## [Exercise requirements]
Pick out each line in the rows below that contains the word "fortress" and copy it unchanged.

====== Data in this exercise

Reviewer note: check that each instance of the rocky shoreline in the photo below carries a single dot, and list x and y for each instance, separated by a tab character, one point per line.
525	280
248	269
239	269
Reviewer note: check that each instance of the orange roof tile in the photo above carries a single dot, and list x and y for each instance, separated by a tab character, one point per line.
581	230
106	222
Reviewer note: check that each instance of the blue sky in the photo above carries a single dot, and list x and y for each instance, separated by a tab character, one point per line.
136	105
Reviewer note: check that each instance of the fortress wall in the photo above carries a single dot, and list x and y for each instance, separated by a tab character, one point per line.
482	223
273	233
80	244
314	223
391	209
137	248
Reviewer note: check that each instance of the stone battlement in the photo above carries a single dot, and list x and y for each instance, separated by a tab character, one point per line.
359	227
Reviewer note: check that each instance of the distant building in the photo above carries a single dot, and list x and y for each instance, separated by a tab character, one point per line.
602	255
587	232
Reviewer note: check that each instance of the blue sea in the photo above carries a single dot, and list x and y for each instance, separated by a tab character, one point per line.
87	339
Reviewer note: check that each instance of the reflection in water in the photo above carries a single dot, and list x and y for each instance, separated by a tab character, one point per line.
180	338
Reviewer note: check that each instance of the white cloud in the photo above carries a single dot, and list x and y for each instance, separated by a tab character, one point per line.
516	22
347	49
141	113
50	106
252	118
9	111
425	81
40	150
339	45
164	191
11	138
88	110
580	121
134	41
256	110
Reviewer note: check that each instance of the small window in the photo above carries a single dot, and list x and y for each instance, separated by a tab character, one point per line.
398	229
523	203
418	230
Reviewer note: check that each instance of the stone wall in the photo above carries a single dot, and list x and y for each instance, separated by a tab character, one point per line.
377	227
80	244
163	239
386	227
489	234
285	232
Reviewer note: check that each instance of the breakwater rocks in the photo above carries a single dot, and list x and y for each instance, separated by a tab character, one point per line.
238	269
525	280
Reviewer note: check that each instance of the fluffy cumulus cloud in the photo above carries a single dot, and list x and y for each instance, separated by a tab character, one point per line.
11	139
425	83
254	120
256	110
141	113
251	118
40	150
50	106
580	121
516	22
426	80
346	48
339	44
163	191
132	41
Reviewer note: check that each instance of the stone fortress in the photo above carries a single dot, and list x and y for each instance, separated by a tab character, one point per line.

============
====== Data in this exercise

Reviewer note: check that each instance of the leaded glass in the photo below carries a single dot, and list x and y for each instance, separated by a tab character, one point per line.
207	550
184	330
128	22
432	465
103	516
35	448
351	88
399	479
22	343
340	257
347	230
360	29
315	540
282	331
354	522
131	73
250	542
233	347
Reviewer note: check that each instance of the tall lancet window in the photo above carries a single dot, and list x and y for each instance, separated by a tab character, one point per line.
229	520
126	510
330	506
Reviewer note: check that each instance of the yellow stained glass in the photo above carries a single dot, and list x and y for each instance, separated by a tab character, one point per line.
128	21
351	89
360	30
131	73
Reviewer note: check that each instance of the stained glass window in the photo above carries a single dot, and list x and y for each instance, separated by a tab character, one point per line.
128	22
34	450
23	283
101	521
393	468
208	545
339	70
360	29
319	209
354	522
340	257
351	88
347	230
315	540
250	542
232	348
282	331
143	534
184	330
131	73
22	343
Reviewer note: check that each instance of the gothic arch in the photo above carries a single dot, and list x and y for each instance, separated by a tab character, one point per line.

============

## [Output for this exercise]
Reviewer note: check that each instance of the fortress wall in the photo above carries a single dot, and list x and y for each instance, separated by a tab character, one point per line.
Reviewer note: check that each instance of the stone fortress in the photo above carries a single dot, and list x and y for each instance, separated by a tab character, one point per line.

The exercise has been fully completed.